=== THE DATA ===
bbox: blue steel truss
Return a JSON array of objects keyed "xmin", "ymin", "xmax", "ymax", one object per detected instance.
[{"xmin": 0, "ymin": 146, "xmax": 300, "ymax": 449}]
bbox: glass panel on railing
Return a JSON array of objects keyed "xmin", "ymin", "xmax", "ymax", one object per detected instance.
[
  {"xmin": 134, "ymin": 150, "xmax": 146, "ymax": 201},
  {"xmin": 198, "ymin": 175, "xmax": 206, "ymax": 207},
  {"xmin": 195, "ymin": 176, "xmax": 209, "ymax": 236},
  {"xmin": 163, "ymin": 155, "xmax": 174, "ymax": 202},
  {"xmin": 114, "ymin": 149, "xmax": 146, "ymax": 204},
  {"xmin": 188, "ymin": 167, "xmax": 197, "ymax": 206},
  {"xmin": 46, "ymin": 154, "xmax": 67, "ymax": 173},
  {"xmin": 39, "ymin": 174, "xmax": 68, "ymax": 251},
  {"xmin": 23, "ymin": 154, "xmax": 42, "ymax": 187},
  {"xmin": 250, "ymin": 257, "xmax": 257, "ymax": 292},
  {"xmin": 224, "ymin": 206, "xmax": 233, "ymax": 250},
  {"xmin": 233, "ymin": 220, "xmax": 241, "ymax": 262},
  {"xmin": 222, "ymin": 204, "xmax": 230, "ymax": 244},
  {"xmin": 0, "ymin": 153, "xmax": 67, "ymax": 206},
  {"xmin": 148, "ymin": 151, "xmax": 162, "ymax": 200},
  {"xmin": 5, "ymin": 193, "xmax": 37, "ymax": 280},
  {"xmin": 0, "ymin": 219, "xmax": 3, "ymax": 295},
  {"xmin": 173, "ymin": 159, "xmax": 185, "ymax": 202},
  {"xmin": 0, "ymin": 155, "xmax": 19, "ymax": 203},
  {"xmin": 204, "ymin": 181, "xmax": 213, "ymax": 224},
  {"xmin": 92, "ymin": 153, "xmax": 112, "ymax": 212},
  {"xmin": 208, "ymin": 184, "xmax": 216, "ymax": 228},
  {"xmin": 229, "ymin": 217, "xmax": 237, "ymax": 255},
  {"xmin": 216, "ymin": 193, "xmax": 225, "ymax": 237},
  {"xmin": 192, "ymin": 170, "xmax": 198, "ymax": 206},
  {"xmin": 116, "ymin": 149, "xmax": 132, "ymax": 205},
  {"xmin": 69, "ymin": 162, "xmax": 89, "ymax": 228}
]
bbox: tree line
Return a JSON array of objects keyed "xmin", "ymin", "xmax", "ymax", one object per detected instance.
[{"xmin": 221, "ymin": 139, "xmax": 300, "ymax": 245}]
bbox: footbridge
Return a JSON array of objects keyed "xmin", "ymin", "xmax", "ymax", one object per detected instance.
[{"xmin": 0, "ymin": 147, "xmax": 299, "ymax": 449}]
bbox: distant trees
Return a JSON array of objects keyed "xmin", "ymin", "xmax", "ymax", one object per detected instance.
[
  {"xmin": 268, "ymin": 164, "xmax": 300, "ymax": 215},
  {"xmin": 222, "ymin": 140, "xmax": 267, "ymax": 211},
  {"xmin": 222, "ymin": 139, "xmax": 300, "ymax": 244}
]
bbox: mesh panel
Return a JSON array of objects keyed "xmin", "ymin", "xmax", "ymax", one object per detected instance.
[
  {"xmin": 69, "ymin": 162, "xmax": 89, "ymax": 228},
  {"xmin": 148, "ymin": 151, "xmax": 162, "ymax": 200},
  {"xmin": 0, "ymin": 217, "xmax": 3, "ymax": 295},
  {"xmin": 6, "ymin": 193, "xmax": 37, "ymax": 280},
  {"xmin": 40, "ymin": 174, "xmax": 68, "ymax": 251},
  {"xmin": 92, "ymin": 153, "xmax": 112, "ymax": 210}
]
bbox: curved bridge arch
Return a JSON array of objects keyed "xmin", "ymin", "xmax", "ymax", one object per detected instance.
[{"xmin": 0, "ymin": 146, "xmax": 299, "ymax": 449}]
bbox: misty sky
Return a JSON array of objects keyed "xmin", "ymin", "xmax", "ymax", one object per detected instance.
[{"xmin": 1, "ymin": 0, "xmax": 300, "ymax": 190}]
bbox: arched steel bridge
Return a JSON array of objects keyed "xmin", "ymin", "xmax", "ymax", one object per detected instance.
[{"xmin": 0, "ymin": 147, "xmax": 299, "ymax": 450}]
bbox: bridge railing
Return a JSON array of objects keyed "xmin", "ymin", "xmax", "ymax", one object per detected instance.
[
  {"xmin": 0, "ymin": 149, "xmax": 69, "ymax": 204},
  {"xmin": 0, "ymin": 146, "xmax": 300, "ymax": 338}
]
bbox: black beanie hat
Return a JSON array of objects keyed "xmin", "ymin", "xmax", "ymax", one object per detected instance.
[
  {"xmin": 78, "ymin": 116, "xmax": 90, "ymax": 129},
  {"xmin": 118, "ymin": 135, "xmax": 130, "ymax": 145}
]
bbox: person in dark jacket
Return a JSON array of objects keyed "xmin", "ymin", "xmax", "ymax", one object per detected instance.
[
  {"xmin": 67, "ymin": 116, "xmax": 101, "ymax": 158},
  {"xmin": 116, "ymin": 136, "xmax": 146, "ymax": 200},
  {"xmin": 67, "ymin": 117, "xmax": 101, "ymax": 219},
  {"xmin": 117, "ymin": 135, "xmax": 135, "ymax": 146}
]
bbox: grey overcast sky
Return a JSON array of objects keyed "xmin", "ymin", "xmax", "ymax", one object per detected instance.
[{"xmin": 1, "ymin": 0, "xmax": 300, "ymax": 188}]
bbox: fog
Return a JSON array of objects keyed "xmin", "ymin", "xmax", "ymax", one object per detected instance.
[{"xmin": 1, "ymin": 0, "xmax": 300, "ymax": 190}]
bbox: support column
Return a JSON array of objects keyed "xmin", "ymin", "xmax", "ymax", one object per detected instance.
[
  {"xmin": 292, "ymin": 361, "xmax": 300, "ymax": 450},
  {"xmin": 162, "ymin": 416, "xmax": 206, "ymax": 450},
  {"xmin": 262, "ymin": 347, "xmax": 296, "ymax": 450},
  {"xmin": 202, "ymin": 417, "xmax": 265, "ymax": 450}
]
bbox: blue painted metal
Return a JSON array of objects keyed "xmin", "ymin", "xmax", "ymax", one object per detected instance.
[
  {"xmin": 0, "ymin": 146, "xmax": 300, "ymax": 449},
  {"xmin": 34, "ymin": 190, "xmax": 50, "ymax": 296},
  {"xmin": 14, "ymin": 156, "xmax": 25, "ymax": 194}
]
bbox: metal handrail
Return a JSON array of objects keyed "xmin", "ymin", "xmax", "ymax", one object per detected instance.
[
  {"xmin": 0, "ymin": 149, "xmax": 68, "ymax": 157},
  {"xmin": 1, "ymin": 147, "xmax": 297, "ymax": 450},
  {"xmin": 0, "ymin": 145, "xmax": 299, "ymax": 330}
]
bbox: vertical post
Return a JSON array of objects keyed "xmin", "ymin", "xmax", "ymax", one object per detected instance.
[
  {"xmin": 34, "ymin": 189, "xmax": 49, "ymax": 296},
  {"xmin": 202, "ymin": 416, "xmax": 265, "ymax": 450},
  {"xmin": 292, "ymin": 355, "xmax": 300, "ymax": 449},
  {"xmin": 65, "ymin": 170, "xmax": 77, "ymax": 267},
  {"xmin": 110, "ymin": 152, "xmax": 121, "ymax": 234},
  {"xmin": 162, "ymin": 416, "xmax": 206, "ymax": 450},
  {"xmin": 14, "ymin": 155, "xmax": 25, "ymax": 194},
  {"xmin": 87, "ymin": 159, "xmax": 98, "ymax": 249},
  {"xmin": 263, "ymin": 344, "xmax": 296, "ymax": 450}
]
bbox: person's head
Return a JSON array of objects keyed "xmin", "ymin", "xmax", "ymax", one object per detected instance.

=== TRY IT ===
From the opening line of the data above through the line that contains "bbox: glass panel on railing", please print each line as it stands and only those lines.

=== RESPONSE BELOW ===
bbox: blue steel truss
Return a JSON array of objects keyed "xmin", "ymin", "xmax", "ymax", one object per detected instance.
[{"xmin": 0, "ymin": 146, "xmax": 300, "ymax": 449}]
bbox: glass panel on railing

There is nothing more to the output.